[START OF RAW RECORDS]

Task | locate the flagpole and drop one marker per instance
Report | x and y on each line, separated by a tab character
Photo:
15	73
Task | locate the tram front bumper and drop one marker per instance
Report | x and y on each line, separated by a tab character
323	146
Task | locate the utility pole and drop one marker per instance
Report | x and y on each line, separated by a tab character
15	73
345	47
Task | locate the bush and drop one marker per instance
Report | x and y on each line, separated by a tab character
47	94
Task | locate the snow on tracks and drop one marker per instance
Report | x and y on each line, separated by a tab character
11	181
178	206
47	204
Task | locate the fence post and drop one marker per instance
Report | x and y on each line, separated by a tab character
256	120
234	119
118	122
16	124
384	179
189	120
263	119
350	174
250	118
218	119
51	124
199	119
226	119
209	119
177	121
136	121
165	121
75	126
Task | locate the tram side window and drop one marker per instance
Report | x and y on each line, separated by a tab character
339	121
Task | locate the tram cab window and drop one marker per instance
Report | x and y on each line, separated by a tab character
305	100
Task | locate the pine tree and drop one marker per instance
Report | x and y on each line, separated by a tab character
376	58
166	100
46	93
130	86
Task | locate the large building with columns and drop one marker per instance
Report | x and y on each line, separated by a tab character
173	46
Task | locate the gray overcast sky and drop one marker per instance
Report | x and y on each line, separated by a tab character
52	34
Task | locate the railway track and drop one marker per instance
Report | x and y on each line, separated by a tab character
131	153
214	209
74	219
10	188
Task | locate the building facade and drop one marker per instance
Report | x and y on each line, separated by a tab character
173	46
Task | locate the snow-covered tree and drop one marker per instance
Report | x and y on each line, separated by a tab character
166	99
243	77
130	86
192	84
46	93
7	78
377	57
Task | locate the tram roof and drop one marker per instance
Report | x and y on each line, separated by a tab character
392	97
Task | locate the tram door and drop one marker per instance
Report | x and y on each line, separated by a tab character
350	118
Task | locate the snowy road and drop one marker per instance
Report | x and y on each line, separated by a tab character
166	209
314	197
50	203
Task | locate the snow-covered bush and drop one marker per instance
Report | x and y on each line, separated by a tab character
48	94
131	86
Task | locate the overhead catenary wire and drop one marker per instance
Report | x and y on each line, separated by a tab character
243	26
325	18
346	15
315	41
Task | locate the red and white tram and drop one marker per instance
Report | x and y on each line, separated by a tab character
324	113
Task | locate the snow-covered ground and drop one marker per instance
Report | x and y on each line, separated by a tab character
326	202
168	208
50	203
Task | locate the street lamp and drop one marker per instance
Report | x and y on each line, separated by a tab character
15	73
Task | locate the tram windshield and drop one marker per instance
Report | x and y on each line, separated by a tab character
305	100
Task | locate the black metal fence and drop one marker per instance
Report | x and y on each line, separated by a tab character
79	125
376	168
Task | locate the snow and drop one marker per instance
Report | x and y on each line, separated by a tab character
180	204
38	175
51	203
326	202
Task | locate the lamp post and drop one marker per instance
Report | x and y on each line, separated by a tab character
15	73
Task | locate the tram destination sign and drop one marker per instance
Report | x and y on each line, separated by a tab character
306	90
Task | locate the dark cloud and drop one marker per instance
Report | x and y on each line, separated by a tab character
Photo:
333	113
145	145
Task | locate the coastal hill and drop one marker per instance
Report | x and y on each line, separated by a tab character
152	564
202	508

[END OF RAW RECORDS]

**REQUIRED TASK**
Please rewrite all of the data above as a JSON list of strings with one string per line, and leave out any blank lines.

**EXERCISE SOLUTION**
[
  "Task | locate the flagpole and drop one marker per instance",
  "Report | x and y on each line, separated by a tab character",
  "Photo:",
  "15\t73",
  "Task | locate the tram front bumper and drop one marker per instance",
  "Report | x and y on each line, separated by a tab character",
  "323\t146",
  "Task | locate the utility pole and drop one marker per instance",
  "Report | x and y on each line, separated by a tab character",
  "15\t73",
  "345\t47",
  "Task | locate the bush and drop one marker per instance",
  "Report | x and y on each line, separated by a tab character",
  "47\t94",
  "Task | locate the snow on tracks and drop one marker per instance",
  "Report | x and y on each line, separated by a tab character",
  "11\t181",
  "178\t206",
  "47\t204",
  "Task | locate the fence post and drop one marker per instance",
  "Report | x and y on each line, separated by a tab character",
  "256\t120",
  "234\t119",
  "118\t122",
  "16\t124",
  "384\t179",
  "189\t120",
  "263\t119",
  "350\t174",
  "250\t118",
  "218\t119",
  "51\t124",
  "199\t119",
  "226\t119",
  "209\t119",
  "177\t121",
  "136\t121",
  "165\t121",
  "75\t126",
  "Task | locate the tram side window and drop one marker per instance",
  "Report | x and y on each line, separated by a tab character",
  "339\t121",
  "Task | locate the tram cab window and drop one marker per instance",
  "Report | x and y on each line, separated by a tab character",
  "305\t100",
  "Task | locate the pine tree and drop one marker per instance",
  "Report | x and y on each line, separated by a tab character",
  "376\t58",
  "166\t100",
  "46\t93",
  "130\t86",
  "Task | locate the large building with columns and drop one marker per instance",
  "Report | x and y on each line, separated by a tab character",
  "173\t46",
  "Task | locate the gray overcast sky and drop one marker per instance",
  "Report | x and y on each line, separated by a tab character",
  "52\t34",
  "Task | locate the railway track and drop one marker per instance",
  "Report | x and y on each line, separated by a tab character",
  "131\t153",
  "214\t209",
  "74\t219",
  "10\t188",
  "Task | locate the building facade and drop one marker per instance",
  "Report | x and y on each line, separated by a tab character",
  "173\t46",
  "Task | locate the snow-covered tree and drop one marker per instance",
  "Report | x and y on each line, separated by a tab character",
  "166\t99",
  "243\t77",
  "130\t86",
  "192\t84",
  "46\t93",
  "7\t78",
  "377\t57",
  "Task | locate the tram roof and drop one marker per instance",
  "Report | x and y on each line, separated by a tab character",
  "392\t97",
  "Task | locate the tram door and drop one marker per instance",
  "Report | x and y on each line, separated by a tab character",
  "350\t118",
  "Task | locate the snowy road and drop one marker per instance",
  "Report | x and y on each line, separated by a tab character",
  "166\t209",
  "314\t197",
  "50\t203",
  "Task | locate the snow-covered bush and drop one marker per instance",
  "Report | x and y on each line, separated by a tab character",
  "48\t94",
  "131\t86",
  "Task | locate the overhead catenary wire and drop one marker per instance",
  "Report | x and y on each line, separated by a tab character",
  "243\t26",
  "325\t18",
  "346\t15",
  "315\t41",
  "Task | locate the red and white tram and drop one marker per instance",
  "Report | x and y on each line, separated by a tab character",
  "324\t113",
  "Task | locate the snow-covered ground and drop one marker per instance",
  "Report | x and y on each line, separated by a tab character",
  "326\t202",
  "168\t208",
  "50\t203",
  "Task | locate the street lamp and drop one marker per instance",
  "Report | x and y on each line, separated by a tab character",
  "15\t73",
  "Task | locate the tram windshield and drop one marker per instance",
  "Report | x and y on each line, separated by a tab character",
  "305\t100",
  "Task | locate the black metal fence and drop one marker per instance",
  "Report | x and y on each line, separated by a tab character",
  "79\t125",
  "376\t168",
  "Task | locate the snow and drop one marker per instance",
  "Report | x and y on each line, separated by a tab character",
  "180\t204",
  "38\t175",
  "51\t203",
  "326\t202",
  "Task | locate the lamp post and drop one marker per instance",
  "Report | x and y on each line, separated by a tab character",
  "15\t73",
  "Task | locate the tram destination sign and drop one marker per instance",
  "Report | x and y on each line, separated by a tab character",
  "306\t90",
  "Task | locate the dark cloud and drop one marker per instance",
  "Report | x and y on each line, separated by a tab character",
  "Photo:",
  "333\t113",
  "145\t145",
  "Task | locate the coastal hill and drop one marker per instance",
  "Report | x and y on each line, separated by a tab character",
  "152\t564",
  "202\t508"
]